• [WORK ITEM]: Among the records below, how many lines contain "instance"? State the number and nothing more.

Extracted data entries:

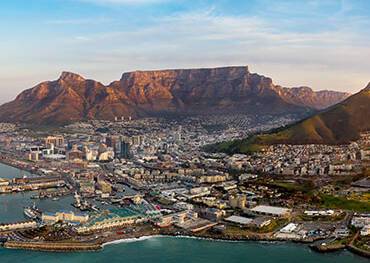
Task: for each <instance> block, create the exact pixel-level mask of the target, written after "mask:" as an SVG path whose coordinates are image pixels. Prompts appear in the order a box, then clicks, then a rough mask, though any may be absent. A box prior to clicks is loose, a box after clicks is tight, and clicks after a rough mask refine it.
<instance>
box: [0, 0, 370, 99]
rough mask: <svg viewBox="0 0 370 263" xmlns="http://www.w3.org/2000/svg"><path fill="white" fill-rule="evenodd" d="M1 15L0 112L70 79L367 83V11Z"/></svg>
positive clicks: (110, 10) (195, 5)
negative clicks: (263, 77)
mask: <svg viewBox="0 0 370 263" xmlns="http://www.w3.org/2000/svg"><path fill="white" fill-rule="evenodd" d="M4 2H5V3H2V7H1V9H0V33H1V34H2V35H3V36H4V40H3V42H2V43H1V44H0V45H1V50H2V52H1V53H0V59H1V61H2V63H3V64H2V67H0V94H1V98H0V104H2V103H4V102H7V101H10V100H12V99H14V98H15V96H16V95H17V94H18V93H19V92H21V91H22V90H25V89H28V88H31V87H33V86H35V85H37V84H38V83H40V82H42V81H46V80H53V79H56V78H57V77H58V76H59V75H60V73H61V72H62V71H71V72H75V73H78V74H81V75H82V76H84V77H86V78H89V79H94V80H97V81H100V82H102V83H104V84H107V83H110V82H111V81H113V80H117V79H119V78H120V76H121V75H122V73H123V72H128V71H135V70H157V69H169V68H170V69H172V68H174V69H178V68H204V67H223V66H230V65H248V66H249V68H250V71H251V72H255V73H258V74H262V75H265V76H268V77H271V78H272V79H273V81H274V83H275V84H278V85H281V86H285V87H296V86H309V87H311V88H313V89H314V90H336V91H347V92H350V93H355V92H357V91H359V90H361V89H362V88H364V87H365V86H366V85H367V83H369V81H370V77H369V76H368V72H370V62H369V61H370V48H369V47H368V43H370V34H369V33H370V32H369V31H370V19H369V14H368V13H367V10H369V8H370V2H368V1H361V0H359V1H347V0H342V1H339V0H324V1H317V0H310V1H304V2H303V1H301V2H297V1H289V0H284V1H272V0H260V1H232V4H230V3H231V2H230V1H224V0H214V1H211V0H202V1H201V0H199V1H198V0H195V1H191V2H189V1H185V0H138V1H134V0H34V1H25V0H14V1H4Z"/></svg>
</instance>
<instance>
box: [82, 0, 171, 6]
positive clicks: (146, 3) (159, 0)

• [RESPONSE BOX]: 4